#### EXCERPTED PASSAGE
--- START ---
The expression "secured creditor" in relation to a debtor is defined in s.5(1) to mean "a person holding a mortgage, charge or lien on property of the debtor as a security for a debt due to him from the debtor".

  1. It is well established that, in the absence of statutory provision, a judgment for the payment of money does not create a charge or lien on the judgment debtor's land so as to constitute the judgment creditor a secured creditor of the debtor: Hall v. Richards (1961) 108 CLR 84 per Kitto J. at pp 93-4 and per Menzies J. at p 103. On the other hand, it is not necessary, in order that a creditor be a secured creditor within the meaning of that expression in s.5(1) of the Bankruptcy Act, that the mortgage, charge or lien on the property be created by the debtor. Thus, in Re Lamprill; Ex parte City of Hobart (1933) 6 ABC 174 at 176, Lukin J., speaking of a definition in identical terms, said:

"It will be noted that the words 'person holding a mortgage, charge, etc.' are wider than the words 'a person to whom the bankrupt or debtor has given a mortgage, charge, etc.' The former includes a statutorily created charge - the latter may not."
--- END ---
(Rows from a dataset)
--- START ---
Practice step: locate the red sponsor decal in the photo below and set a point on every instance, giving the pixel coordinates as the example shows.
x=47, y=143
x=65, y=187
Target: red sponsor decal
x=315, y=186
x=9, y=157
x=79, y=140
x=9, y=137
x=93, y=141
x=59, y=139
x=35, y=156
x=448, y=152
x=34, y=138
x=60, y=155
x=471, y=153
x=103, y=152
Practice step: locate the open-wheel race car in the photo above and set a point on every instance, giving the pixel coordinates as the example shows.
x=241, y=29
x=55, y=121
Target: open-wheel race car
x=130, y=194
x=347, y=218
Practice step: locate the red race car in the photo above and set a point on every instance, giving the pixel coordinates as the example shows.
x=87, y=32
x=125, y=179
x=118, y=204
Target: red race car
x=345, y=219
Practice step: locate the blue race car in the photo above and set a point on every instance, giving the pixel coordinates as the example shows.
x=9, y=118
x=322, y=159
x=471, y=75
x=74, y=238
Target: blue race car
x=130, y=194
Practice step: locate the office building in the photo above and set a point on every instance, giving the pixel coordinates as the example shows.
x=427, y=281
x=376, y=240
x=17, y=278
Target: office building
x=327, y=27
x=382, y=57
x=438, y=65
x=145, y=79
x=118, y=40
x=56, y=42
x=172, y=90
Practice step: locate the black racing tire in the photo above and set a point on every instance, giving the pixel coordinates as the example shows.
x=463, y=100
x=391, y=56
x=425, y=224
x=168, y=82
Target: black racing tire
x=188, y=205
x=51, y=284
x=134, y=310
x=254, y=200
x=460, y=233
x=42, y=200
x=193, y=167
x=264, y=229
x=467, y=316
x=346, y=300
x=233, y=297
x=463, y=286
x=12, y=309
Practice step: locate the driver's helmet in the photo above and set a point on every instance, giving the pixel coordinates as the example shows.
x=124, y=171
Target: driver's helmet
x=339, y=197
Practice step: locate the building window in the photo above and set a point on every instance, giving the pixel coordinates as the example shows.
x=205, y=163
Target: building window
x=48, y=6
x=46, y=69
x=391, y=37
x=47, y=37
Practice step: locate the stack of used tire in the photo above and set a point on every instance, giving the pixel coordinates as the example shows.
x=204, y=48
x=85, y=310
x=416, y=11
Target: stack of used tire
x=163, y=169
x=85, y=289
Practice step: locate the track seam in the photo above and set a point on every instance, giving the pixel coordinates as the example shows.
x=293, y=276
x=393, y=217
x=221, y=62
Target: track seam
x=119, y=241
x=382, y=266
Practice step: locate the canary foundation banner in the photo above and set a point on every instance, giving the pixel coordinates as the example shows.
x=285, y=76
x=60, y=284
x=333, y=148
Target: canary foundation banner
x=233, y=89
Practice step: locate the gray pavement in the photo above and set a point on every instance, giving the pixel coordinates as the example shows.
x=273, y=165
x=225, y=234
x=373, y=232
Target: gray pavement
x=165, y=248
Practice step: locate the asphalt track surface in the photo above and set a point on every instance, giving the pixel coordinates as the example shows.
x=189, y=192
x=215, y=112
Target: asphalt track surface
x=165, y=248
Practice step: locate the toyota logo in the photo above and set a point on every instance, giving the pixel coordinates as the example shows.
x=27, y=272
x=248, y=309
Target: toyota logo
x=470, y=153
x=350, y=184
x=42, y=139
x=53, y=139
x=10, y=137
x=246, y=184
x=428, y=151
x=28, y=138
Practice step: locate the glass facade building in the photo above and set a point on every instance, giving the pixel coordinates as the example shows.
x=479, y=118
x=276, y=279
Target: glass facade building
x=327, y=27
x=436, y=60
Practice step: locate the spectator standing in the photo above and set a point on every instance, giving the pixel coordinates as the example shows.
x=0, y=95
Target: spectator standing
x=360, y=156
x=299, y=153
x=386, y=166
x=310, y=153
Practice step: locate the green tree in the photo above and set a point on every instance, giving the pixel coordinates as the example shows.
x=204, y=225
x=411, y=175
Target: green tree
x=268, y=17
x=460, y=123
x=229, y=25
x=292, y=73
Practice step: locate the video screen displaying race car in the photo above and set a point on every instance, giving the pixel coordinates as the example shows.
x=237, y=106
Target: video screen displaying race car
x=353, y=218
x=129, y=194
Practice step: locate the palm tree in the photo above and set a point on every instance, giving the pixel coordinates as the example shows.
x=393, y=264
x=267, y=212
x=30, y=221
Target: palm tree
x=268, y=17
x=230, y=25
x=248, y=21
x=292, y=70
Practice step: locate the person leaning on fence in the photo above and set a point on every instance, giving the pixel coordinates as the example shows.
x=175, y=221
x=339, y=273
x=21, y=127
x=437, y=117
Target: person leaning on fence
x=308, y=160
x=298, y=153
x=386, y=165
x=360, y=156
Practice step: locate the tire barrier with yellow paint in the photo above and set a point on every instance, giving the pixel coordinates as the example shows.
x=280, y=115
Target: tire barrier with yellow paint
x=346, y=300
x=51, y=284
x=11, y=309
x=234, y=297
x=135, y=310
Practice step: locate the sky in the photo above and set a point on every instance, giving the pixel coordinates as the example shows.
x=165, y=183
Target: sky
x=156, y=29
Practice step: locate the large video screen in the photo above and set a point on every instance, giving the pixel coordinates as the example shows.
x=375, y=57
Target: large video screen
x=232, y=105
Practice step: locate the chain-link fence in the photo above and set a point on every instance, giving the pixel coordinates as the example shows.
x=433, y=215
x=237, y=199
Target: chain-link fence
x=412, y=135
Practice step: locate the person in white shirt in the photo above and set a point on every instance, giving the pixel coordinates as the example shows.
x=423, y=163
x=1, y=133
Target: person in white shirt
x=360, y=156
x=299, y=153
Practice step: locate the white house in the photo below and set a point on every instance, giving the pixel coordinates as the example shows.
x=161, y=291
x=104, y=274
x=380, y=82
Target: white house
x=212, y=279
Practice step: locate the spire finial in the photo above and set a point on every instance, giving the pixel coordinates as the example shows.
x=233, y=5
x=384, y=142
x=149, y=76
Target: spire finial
--- END ---
#### WORK INSTRUCTIONS
1. Name every judge cited in the passage on the meaning of "secured creditor".
2. Answer these questions from the passage on the meaning of "secured creditor".
(a) Which section of the Bankruptcy Act defines the expression?
(b) In what year was Hall v. Richards reported?
(c) Who is named after "Ex parte" in the Re Lamprill citation?

#### SOLUTION SET
1. Kitto J., Menzies J., Lukin J.

2.
(a) Section 5(1)
(b) 1961
(c) City of Hobart